[begin SOURCE]

= Baron Douglas of Douglas =

Barony in the Peerage of Great Britain

The title of Baron Douglas, of Douglas in the county of Lanark, has been created twice, once in the Peerage of Great Britain and once in the Peerage of the United Kingdom.

The first creation was on 8 July 1790 for Archibald James Edward Douglas, MP for Forfarshire. He was born Archibald Stewart, son of Sir John Stewart, 3rd Baronet of Grantully by his second wife Lady Jane Douglas, sister of Archibald Douglas, 1st Duke of Douglas. He had changed his name to Douglas in 1761 as heir to his uncle, but was disinherited by the Court of Session in 1767 and only confirmed in the estates by the House of Lords in 1769. This was known as the Douglas Cause. By his first wife Lady Lucy, daughter of William Graham, 2nd Duke of Montrose, he was father of the second and third Barons, the younger of whom served as MP for Lanarkshire. By his second wife Lady Frances, daughter of Francis Scott, Earl of Dalkeith, he was father of the fourth Baron. None of his sons had issue, so the barony became extinct on the death of the fourth Baron, 6 April 1857.

[end SOURCE]
[begin PROVIDED INFORMATION]

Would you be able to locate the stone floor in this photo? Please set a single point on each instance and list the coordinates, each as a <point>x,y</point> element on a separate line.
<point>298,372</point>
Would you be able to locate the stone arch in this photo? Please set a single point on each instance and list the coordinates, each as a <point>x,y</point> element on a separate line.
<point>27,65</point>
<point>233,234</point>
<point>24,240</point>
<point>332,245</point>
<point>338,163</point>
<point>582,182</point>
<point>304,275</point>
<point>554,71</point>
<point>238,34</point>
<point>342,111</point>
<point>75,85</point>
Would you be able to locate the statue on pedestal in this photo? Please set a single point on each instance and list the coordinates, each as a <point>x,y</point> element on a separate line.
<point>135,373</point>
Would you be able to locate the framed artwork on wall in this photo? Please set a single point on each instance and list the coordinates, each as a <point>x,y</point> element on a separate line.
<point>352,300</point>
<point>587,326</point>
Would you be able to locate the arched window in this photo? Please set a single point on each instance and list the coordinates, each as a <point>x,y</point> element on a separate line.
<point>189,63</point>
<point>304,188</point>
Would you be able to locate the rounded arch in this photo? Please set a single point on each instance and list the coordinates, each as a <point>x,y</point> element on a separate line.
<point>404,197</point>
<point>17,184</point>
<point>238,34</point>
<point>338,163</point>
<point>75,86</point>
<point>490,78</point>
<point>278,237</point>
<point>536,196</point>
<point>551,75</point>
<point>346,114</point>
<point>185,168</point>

[end PROVIDED INFORMATION]
[begin PROVIDED INFORMATION]

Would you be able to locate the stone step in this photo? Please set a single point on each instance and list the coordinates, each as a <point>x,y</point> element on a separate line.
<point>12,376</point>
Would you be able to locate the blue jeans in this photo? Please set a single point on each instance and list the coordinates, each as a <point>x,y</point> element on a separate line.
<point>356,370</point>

[end PROVIDED INFORMATION]

REQUIRED TASKS:
1. Revise the passage of the Baron Douglas text that begins at the words "Barony in the" and stops after "the United Kingdom.", replacing "created twice" with "established twice".
2. Reproduce the lines from the records, starting at the line that contains "Would you be able to locate the stone floor" and ending with the line that contains "<point>298,372</point>".
The records have no connection to the text on Baron Douglas.

ANSWERS TO THE EXERCISE:
1.
Barony in the Peerage of Great Britain

The title of Baron Douglas, of Douglas in the county of Lanark, has been established twice, once in the Peerage of Great Britain and once in the Peerage of the United Kingdom.

2.
Would you be able to locate the stone floor in this photo? Please set a single point on each instance and list the coordinates, each as a <point>x,y</point> element on a separate line.
<point>298,372</point>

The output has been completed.